● WHAT THIS TASK INVOLVES:
Quote the entries word for word. Omit the pictures.

● ITEMS:
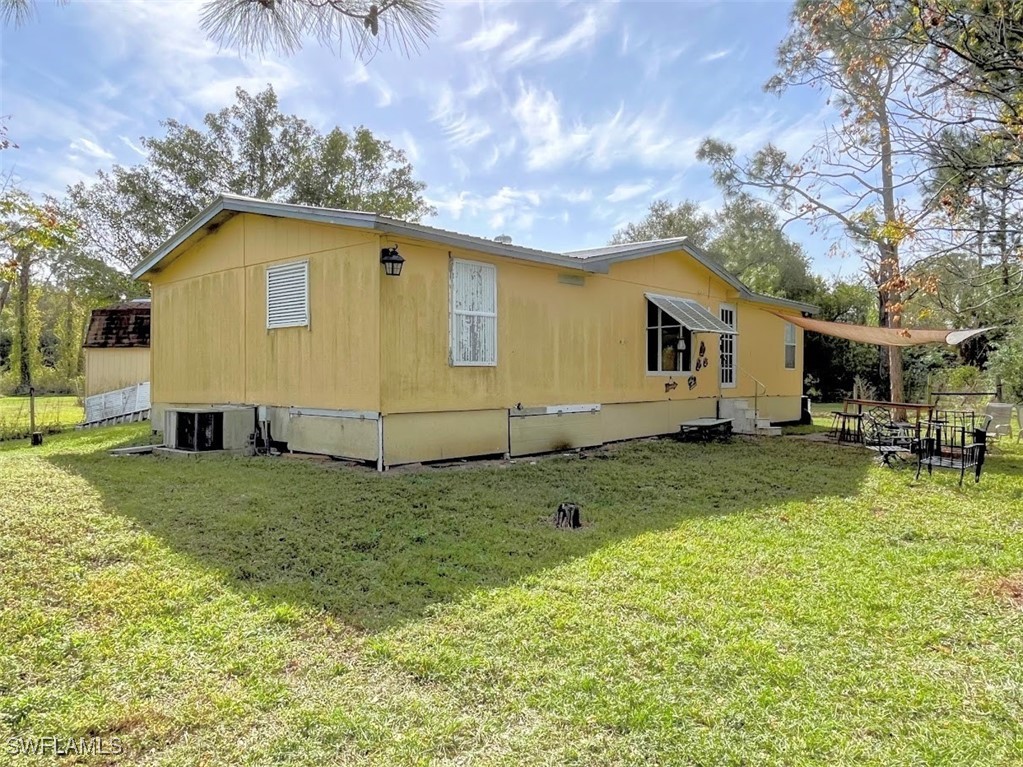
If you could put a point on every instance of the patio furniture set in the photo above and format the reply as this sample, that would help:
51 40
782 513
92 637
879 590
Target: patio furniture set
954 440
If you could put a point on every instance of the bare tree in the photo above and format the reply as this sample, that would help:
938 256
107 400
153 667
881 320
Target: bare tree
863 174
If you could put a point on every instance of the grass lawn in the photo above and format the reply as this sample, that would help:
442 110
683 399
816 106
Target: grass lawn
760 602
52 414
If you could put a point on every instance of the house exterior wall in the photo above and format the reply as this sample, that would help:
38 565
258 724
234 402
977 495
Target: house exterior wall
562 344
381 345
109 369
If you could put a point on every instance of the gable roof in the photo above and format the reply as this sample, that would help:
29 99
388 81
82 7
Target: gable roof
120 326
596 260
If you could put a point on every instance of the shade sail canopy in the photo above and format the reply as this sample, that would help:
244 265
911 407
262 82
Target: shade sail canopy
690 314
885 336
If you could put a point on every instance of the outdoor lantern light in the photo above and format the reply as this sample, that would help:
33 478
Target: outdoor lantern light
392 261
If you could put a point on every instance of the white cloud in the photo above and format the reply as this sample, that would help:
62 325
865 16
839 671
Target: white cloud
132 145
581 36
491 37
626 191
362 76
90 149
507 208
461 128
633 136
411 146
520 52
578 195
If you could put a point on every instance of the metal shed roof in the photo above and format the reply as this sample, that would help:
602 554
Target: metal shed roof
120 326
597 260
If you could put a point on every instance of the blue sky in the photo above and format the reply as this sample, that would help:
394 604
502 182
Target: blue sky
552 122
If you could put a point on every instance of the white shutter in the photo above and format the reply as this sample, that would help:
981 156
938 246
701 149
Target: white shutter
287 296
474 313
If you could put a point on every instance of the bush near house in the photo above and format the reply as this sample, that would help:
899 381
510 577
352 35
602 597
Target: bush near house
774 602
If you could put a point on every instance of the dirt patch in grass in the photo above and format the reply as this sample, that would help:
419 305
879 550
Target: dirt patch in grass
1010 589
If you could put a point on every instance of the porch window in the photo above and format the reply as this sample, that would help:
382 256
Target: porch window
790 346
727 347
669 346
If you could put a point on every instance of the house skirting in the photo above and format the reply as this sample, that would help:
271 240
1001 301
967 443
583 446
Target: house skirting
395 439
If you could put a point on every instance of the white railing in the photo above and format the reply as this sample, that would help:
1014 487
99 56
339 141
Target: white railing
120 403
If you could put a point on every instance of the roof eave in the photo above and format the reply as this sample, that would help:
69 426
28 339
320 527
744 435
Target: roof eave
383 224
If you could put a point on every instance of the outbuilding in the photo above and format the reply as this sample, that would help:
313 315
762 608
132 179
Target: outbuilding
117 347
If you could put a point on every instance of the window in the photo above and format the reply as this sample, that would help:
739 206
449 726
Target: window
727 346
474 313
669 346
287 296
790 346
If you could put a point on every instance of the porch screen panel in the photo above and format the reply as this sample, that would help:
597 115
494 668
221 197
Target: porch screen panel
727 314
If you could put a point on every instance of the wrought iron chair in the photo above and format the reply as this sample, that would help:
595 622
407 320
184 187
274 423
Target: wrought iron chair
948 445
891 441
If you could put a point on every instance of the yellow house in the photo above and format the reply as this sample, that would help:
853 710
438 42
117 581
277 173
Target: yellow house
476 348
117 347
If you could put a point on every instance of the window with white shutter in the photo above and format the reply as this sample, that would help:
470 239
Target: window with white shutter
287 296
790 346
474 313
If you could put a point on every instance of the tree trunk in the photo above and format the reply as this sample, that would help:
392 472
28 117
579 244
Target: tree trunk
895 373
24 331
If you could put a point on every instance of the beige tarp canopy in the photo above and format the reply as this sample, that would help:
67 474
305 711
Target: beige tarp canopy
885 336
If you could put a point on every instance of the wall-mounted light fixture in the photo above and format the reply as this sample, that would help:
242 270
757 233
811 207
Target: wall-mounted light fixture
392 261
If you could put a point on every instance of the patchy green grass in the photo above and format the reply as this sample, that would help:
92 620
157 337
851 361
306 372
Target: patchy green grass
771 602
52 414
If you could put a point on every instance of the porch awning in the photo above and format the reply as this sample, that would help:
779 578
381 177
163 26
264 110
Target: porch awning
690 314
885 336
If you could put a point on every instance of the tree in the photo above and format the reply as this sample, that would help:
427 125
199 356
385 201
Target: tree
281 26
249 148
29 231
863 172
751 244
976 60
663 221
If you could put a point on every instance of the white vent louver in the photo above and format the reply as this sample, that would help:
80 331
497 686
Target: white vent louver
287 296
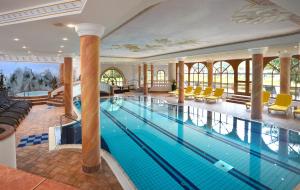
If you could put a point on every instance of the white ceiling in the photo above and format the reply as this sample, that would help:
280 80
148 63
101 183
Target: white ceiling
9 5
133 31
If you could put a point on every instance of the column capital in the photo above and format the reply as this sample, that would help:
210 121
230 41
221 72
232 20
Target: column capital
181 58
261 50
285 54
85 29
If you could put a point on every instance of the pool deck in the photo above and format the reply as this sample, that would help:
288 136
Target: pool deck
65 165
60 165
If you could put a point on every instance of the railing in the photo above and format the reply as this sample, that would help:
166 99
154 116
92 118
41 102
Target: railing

● REPLY TO THE TASK:
If you could put a point on every instance of the patio furniture set in the photo above and format the reply as this sample, that would help:
51 40
782 513
92 637
879 590
Target: patio furniture set
954 440
If you could put a point on every instance of the bare tree in the photo above and format the reply as this sample, that would help:
938 256
107 400
153 667
881 320
Target: bare tree
863 174
If you could put a point on every instance of the grass lawn in the photo above and format the reply as this sample, that would help:
442 110
683 399
816 106
Target: grass lawn
760 602
52 414
If you could put a point on every instance of the house exterior wall in the photo above and format the reply as this sample, that would help:
38 565
258 724
234 402
977 495
Target: house exterior wall
562 344
381 345
109 369
If you could put a point on every instance of the gable roof in the photo above and format the reply as this sample, that would help:
29 99
388 81
82 7
Target: gable roof
120 326
596 260
If you could put a point on every instance of the shade sail canopy in the photo above and format the reply as this sample, that would help:
244 265
911 407
262 82
Target: shade sail canopy
690 314
885 336
If you could put a point on every instance of the outdoor lantern light in the photo above and format the reply as this sample, that would help:
33 478
Target: outdoor lantern light
392 261
If you could put a point on every instance of the white cloud in the photo above and format the reply as this sample, that would help:
62 325
865 16
839 671
Target: white cloud
132 145
581 36
491 37
626 191
362 76
90 149
507 208
461 128
633 136
411 146
520 52
578 195
If you could put a point on every instance of the metal shed roof in the photo above and format the reply as this sample, that would help:
602 554
Target: metal shed roof
120 326
597 260
If you could put a point on every instance of the blue sky in the photo above and format the reply as this sample, that would help:
394 604
502 182
Target: blue sky
552 122
If you could put a point on every instance of the white shutter in the photo above and format the reply as this sample, that would help:
981 156
938 246
701 149
Target: white shutter
287 296
474 313
If you could put a point on every instance of the bush near house in the photo above and format the reply as this sample, that would help:
899 381
510 577
352 35
602 597
Target: bush near house
774 602
If you could put a point on every instance of the dirt patch in grass in the photo above and format the reply as this sample, that would help:
419 305
879 550
Target: dirt patch in grass
1010 589
If you could put a point on every instance of the porch window in the photo above and format the reply as this sample, that would help:
382 256
Target: porch window
790 346
727 347
669 346
If you could put a point on every instance of the house skirting in the photo above and format the reply as this sample, that would help:
271 240
1001 301
967 443
583 446
Target: house skirting
395 439
If you could put a point on every instance of the white railing in the photo above and format the reply as this sample, that would help:
1014 487
99 56
339 141
Target: white railing
120 403
If you could put a point on every instance of the roof eave in the photo above and format the reply as this sample, that would help:
69 426
28 339
320 527
744 435
Target: roof eave
383 224
If you could put a point on every instance of the outbuilding in the photo above and format the reply as this sample, that would help:
313 315
762 608
132 179
Target: outbuilding
117 347
If you could put a point on every instance of the window in the photo above and format the reply as this sample, that would help:
739 206
449 726
Target: window
727 346
474 313
669 346
287 296
790 346
If you could put a point on every instance of the porch screen panel in the photo above and format the reply as this sample, that would help:
597 115
494 668
221 197
Target: porch screen panel
727 314
If you could put a point on every instance of the wrought iron chair in the photo above and format the reply as this sample, that would help:
595 622
407 320
184 187
274 423
Target: wrought iron chair
948 445
891 441
If you could put a point on every instance of the yellow house in the photo above and format the reply as this sample, that would help:
853 710
438 42
117 581
277 173
Target: yellow house
476 348
117 347
If you could put a point on every instance of the window with white shutter in the photo above and format the reply as this sample, that would help:
470 239
Target: window with white shutter
287 296
790 346
474 313
If you could put a point on every instance of the tree trunk in the photo above and format the reply as this sample, that would help:
392 472
28 117
579 244
Target: tree trunk
895 373
24 331
If you could put a point on every instance of the beige tarp canopy in the photo above and format the reply as this sample, that would help:
67 474
305 711
Target: beige tarp canopy
885 336
If you could put a point on every instance of the wall-mounted light fixture in the photo above and format the reply as this sample, that would help:
242 270
757 233
811 207
Target: wall-mounted light fixture
392 261
If you could put a point on every instance of the patchy green grass in the photo above and format the reply as this sample, that would help:
92 620
157 337
851 361
306 372
Target: patchy green grass
771 602
52 414
If you could put a point on every instance of the porch awning in the photo above and format the reply as this sample, that would help:
779 578
381 177
163 26
264 110
Target: porch awning
690 314
885 336
If you could put a point on every instance of the tree in the photo above and format the reply as this sample, that would help:
427 125
199 356
385 201
Target: tree
281 26
249 148
29 231
863 172
751 244
976 60
663 221
If you could put a point on every instance of the white vent louver in the photo above and format the reply as this sample, that would help:
80 331
497 686
Target: white vent louver
287 296
If you could put a point on every instance of the white ceiling in the photo above and format the reply as this sample, that would help:
280 80
148 63
101 183
Target: white ceiling
9 5
133 31
If you could put a point on every instance of the column capital in the photo above and format the reply as this sample, that would help:
210 121
230 41
221 72
232 20
Target: column capital
181 58
261 50
285 54
85 29
If you could put a point on every instance of the pool deck in the photo above and format the reply as this sample, that would help:
288 136
Target: pool deck
65 165
60 165
If you could put a point on every instance of the railing in the photo above and format the reply as this sample, that would help:
166 99
154 116
92 118
41 102
Target: railing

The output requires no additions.